# Problem to work on
Report how many of the lines below contain the word "green", and give only that number. Case matters when matching.

# Data in this exercise
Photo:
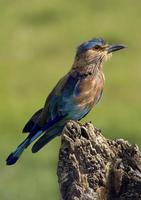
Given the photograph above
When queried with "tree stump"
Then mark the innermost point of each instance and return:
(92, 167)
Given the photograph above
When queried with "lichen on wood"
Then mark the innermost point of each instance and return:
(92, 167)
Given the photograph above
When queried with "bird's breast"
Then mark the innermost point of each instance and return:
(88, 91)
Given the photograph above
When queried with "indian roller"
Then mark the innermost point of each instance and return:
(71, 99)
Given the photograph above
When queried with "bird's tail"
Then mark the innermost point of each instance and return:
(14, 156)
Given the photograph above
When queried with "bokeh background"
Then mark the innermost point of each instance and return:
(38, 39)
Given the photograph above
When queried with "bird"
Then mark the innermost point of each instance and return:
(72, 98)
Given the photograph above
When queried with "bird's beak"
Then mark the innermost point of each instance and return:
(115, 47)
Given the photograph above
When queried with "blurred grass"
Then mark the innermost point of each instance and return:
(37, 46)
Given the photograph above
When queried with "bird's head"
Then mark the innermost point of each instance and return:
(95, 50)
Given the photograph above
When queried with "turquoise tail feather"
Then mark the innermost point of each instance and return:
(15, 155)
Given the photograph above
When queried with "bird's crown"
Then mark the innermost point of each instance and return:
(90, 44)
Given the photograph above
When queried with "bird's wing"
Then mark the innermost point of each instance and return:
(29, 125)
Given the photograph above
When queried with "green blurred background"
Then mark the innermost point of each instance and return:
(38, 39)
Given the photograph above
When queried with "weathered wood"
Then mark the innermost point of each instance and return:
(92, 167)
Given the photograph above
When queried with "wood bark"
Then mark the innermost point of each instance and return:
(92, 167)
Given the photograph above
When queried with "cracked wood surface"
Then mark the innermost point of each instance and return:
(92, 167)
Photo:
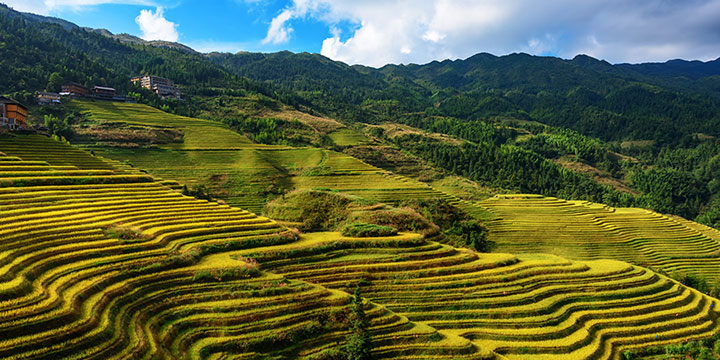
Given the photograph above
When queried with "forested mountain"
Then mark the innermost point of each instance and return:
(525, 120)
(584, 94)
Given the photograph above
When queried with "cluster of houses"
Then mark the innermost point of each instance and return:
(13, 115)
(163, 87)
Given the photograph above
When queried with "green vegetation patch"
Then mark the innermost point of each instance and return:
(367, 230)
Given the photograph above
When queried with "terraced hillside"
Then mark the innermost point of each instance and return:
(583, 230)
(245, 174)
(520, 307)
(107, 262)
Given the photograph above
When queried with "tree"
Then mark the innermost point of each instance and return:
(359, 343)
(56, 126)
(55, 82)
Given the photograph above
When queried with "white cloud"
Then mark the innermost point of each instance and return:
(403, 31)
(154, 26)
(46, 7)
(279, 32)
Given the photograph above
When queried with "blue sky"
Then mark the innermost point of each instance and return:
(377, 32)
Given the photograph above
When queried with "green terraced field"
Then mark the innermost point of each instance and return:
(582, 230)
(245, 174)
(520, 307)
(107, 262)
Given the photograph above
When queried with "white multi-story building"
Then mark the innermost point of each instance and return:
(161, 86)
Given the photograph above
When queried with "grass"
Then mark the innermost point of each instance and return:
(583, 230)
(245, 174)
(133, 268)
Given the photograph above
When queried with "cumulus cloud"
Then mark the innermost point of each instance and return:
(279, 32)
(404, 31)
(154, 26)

...

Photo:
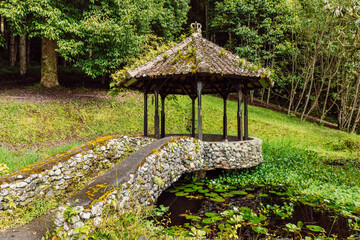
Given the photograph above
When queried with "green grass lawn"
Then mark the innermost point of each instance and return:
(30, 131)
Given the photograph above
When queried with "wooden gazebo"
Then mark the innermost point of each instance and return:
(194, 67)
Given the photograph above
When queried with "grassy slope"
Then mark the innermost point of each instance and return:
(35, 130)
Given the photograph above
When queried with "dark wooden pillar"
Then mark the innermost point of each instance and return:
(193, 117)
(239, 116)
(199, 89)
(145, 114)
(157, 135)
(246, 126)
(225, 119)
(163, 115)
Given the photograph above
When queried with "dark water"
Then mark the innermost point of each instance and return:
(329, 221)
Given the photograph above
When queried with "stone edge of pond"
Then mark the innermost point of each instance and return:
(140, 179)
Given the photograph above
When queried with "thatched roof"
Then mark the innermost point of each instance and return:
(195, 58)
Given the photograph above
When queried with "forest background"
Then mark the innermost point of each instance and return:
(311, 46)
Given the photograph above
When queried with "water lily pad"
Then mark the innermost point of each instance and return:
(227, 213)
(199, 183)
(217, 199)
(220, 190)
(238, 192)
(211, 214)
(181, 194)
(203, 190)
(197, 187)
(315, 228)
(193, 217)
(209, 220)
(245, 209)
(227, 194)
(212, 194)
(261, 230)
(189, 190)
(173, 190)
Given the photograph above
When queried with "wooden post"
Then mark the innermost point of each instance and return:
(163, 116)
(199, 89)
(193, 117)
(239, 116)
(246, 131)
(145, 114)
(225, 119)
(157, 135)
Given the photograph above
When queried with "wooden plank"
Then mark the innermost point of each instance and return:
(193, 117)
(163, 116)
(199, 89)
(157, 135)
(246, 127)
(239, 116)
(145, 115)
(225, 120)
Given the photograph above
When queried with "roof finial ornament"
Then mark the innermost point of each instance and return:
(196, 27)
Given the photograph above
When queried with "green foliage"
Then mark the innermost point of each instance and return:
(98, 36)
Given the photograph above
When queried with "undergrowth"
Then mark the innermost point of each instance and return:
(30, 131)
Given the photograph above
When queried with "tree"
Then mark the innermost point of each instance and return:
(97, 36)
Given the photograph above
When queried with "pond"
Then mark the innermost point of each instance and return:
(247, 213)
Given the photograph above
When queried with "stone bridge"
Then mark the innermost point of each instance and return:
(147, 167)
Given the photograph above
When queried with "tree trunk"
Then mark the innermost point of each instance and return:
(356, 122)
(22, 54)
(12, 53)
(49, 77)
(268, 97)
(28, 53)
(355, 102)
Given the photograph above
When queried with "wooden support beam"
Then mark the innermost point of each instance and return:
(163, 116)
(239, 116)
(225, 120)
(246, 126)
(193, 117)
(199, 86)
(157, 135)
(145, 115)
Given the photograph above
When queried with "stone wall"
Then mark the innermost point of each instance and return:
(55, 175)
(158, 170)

# Output of the exercise
5